Written request ->
Please copy out all of the items below, swapping "a pin per instance" for "one pin for each instance" wherever it appears and leaving everything else unchanged.

— begin —

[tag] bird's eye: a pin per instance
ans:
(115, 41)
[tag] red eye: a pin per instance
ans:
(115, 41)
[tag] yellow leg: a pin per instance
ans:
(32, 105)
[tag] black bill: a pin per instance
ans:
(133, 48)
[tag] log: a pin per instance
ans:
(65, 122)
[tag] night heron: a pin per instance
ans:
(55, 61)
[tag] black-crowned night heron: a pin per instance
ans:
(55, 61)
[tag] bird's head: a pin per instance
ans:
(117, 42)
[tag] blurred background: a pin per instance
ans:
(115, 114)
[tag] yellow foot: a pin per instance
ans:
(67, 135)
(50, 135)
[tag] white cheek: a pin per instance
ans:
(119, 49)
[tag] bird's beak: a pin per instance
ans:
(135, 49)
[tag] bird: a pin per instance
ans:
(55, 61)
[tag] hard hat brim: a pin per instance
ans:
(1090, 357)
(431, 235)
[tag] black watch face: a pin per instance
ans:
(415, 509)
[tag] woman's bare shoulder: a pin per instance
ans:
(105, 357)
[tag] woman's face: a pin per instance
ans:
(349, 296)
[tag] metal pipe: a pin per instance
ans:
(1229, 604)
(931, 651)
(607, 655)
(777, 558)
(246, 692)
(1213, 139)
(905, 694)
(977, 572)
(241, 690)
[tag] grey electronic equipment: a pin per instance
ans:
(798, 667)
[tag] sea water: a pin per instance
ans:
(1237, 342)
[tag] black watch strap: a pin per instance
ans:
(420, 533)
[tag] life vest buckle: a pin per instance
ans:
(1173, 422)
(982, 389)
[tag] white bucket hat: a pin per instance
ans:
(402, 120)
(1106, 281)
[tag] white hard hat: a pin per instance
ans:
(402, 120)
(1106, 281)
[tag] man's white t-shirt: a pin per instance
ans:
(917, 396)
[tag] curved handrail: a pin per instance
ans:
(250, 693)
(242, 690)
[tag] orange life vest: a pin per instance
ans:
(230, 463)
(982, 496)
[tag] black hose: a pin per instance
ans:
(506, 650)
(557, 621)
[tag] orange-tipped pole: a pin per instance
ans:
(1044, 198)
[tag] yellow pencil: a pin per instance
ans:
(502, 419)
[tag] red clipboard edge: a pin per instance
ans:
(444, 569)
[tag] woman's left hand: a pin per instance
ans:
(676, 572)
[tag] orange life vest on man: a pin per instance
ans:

— end —

Expected answer ->
[tag] bird's eye: one pin for each instance
ans:
(115, 41)
[tag] red eye: one pin for each instance
ans:
(115, 41)
[tag] yellow leg: one pin for each instance
ans:
(32, 105)
[tag] black bill: one pin for each instance
ans:
(133, 48)
[tag] log: one pin for each instance
ans:
(65, 122)
[tag] night heron: one pin for each instance
ans:
(55, 61)
[tag] black-crowned night heron: one pin for each instance
ans:
(55, 61)
[tag] bird's head: one pin for each instance
ans:
(117, 42)
[tag] blurred background: one pin for each instance
ans:
(115, 114)
[tag] yellow foot: one pin for each instance
ans:
(67, 135)
(50, 135)
[tag] white cheek: one pin for each instance
ans:
(119, 49)
[tag] bird's beak: one pin for each instance
ans:
(135, 49)
[tag] bird: one pin for each instance
ans:
(55, 61)
[tag] hard hat brim: one pin for each instance
ans:
(1090, 357)
(431, 235)
[tag] black watch face: one pin for each instance
ans:
(415, 509)
[tag] woman's bare shoulder: one pin for each instance
ans:
(105, 357)
[tag] woman's face: one pin for each instance
ans:
(349, 296)
[tag] metal pipe: one pin for each instance
ans:
(1229, 604)
(931, 651)
(607, 655)
(777, 558)
(246, 692)
(1213, 139)
(905, 694)
(977, 572)
(241, 690)
[tag] grey electronic equipment: one pin for each instance
ans:
(798, 667)
[tag] sea water: one pin for each instance
ans:
(1237, 342)
[tag] black watch strap: one pin for each instance
ans:
(420, 533)
[tag] life vest buckle: one pin for each instance
ans:
(1173, 422)
(982, 389)
[tag] white bucket hat: one pin for each instance
ans:
(402, 120)
(1106, 281)
[tag] white hard hat: one pin for each instance
ans:
(402, 120)
(1106, 281)
[tag] man's white t-shirt: one pin for each instance
ans:
(917, 396)
[tag] curved handrail: one pin for each instance
ans:
(250, 693)
(242, 690)
[tag] orange life vest: one pin for each instance
ans:
(230, 463)
(982, 496)
[tag] black hose: one pin for each instance
ans:
(506, 650)
(557, 621)
[tag] orange-tipped pole: one pin for each instance
ans:
(1044, 198)
[tag] yellow pencil: one pin for each instance
ans:
(502, 419)
[tag] red clipboard edge: one pin for each instance
ans:
(444, 569)
[tag] woman's left hand: one pin for each instance
ans:
(676, 572)
[tag] orange life vest on man: one pin for each instance
ans:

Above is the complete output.